== EXCERPTED TEXT ==

Download video: MP4 video | animated GIF

The counterfactual

It's tempting with the mitigation curves to wonder about the simple counterfactual of 'what if we'd started mitigating in year X', but within this are hidden assumptions about what would have happened in developing countries. Most of the increase since 2000 is in China, so a global mitigation starting before that year effectively directly assumes that emissions in China did not increase anywhere near as much, and you have to ask yourself how that could have happened. Either they didn't develop economically, which normative hypothesis leads potentially to accusations of Western imperialism, or they used something other than coal to spur their development, which is difficult to imagine. The alternative is to assume that developed countries managed to reduce their emissions so much that they compensated for China's growth, which also is rather difficult to imagine. Curves on a graph are one thing, but what they mean is another.

===
== ROWS ==

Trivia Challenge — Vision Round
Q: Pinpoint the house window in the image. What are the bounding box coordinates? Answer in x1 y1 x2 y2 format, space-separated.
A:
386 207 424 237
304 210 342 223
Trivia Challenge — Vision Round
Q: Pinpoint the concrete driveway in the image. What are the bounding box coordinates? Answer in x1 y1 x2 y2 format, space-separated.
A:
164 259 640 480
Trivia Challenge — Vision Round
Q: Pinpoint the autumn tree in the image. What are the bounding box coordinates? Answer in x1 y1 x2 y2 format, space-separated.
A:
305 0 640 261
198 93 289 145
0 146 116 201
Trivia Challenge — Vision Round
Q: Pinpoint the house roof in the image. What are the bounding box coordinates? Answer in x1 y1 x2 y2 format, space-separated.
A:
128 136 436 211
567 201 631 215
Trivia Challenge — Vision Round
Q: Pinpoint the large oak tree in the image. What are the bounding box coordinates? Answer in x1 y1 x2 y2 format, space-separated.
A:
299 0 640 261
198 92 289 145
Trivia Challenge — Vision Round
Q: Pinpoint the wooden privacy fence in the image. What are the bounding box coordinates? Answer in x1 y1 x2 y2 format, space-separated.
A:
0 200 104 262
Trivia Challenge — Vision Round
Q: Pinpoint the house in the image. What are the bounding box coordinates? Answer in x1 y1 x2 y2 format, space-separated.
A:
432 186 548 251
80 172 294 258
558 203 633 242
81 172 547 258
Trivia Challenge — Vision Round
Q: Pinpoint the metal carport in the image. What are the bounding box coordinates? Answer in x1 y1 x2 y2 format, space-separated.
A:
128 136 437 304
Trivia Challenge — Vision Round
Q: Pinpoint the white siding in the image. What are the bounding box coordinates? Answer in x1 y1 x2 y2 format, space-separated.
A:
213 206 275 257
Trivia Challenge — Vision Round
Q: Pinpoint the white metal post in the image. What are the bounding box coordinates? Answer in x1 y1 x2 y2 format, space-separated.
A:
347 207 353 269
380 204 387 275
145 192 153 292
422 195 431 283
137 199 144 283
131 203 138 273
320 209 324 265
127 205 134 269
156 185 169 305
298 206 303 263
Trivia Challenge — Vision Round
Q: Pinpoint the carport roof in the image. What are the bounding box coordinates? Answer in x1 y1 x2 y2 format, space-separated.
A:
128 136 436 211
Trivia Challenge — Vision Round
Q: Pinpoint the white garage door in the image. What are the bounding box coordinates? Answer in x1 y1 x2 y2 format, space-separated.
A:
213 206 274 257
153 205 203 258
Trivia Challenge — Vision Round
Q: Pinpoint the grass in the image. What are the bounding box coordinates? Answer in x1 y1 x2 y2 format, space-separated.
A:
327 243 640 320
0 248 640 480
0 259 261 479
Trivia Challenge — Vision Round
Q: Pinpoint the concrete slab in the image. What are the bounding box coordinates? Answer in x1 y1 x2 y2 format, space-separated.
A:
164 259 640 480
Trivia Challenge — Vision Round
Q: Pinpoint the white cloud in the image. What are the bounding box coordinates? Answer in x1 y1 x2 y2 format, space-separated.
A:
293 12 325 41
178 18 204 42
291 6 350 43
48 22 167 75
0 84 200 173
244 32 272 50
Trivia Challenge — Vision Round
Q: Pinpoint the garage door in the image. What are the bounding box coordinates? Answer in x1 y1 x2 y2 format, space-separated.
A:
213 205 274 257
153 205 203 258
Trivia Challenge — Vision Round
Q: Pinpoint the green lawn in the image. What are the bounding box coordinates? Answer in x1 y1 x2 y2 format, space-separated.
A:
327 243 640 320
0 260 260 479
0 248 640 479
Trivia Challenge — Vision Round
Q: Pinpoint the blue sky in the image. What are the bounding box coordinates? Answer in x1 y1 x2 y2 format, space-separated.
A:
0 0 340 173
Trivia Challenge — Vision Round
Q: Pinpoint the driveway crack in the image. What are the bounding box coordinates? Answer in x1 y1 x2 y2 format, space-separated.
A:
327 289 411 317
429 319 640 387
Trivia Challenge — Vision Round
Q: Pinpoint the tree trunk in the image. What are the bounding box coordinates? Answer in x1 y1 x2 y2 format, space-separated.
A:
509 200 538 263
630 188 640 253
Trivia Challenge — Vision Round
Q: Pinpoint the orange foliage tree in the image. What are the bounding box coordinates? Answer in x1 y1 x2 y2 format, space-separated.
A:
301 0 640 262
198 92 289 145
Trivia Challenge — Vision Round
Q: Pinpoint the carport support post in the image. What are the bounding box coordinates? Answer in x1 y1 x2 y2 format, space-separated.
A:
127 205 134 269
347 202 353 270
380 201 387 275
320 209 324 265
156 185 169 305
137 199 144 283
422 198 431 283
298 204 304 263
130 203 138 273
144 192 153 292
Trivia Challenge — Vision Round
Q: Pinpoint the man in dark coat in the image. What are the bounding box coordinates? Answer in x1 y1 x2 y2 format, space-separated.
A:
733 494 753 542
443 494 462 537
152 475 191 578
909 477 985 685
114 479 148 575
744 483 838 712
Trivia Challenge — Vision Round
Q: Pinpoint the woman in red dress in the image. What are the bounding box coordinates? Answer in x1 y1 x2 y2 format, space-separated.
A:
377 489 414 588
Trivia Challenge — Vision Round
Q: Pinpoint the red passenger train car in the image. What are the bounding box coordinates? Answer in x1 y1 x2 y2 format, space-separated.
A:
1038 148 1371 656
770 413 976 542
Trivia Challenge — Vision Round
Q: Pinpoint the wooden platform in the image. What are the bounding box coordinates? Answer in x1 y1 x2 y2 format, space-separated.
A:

===

- REQUIRED WORK -
- A) Answer these from the passage on the mitigation counterfactual, one line each:
(i) In which country does the passage say most of the increase since 2000 occurred?
(ii) What accusations could the hypothesis that China didn't develop economically potentially lead to?
(iii) Which source of energy does the passage say China would have had to do without to spur its development?
- B) Carry the passage on the mitigation counterfactual forward, starting right after its final sentence.
The listing plays no part in any of this.

- RESULTS OF THE TASKS -
- A)
(i) China
(ii) Accusations of Western imperialism
(iii) Coal

- B)
Data Sources

Historical emissions to 2017 from CDIAC/Global Carbon Project, projection to 2018 from Global Carbon Project (Le Quéré et al. 2018). Note that you can download the data including the mitigation curves using the 'data' links directly under the images above.


Methods

Global cumulative CO2 emissions budgets are from the IPCC Special Report on 1.5°C (Rogelj et al 2018): 420 GtCO2 for a 66% of 1.5°C and 1170 GtCO2 for a 66% of 2°C. Mitigation curves describe approximately exponential decay pathways such that the quota is never exceeded (see Raupach et al., 2014). But note that these are not exponential pathways: the rate of mitigation is not the same every year. This comes from a recognition that an oil tanker cannot turn on a dime: we have enormous infrastructure (social, political, physical) that cannot be changed overnight. So these curves allow for some inertia in the early years of mitigation.

Mitigation curves are defined such that the sum of historical cumulative emissions and cumulative emissions following the mitigation curves exactly meets the global emissions quota in 2100.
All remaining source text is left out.